EXERCISE AIM: Give a verbatim quotation of every record.

Dataset excerpts on object pointing:
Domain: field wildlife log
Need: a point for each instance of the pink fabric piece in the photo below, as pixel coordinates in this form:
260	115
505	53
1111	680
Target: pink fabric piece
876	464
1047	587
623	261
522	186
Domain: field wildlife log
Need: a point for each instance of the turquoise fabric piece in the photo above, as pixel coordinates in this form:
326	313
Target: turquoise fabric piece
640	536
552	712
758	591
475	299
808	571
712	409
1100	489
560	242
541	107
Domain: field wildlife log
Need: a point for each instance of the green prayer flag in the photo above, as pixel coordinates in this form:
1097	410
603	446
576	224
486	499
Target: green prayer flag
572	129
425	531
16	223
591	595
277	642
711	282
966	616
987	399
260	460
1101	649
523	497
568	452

THE ANSWER:
Domain: field wildlife log
Need: a point for each instance of the pink fabric piece in the photo below, as pixel coordinates in this form:
260	115
505	53
1111	680
Target: pink fabric piece
876	464
1047	587
623	261
522	186
Domain: field wildlife log
Need: a point for each instance of the turquoise fabric piece in the photo above, as pixel coordinates in this form:
326	313
Target: turquoise fabric piece
640	536
552	712
758	591
475	299
808	571
712	409
1100	489
560	242
541	107
Domain: field wildlife log
Need: a point for each instance of the green prayer flag in the photo above, as pixel coordinates in this form:
1097	410
603	446
576	224
486	499
Target: green prayer flag
572	129
425	531
16	223
591	595
277	642
711	282
966	616
987	399
260	460
1101	649
523	497
568	452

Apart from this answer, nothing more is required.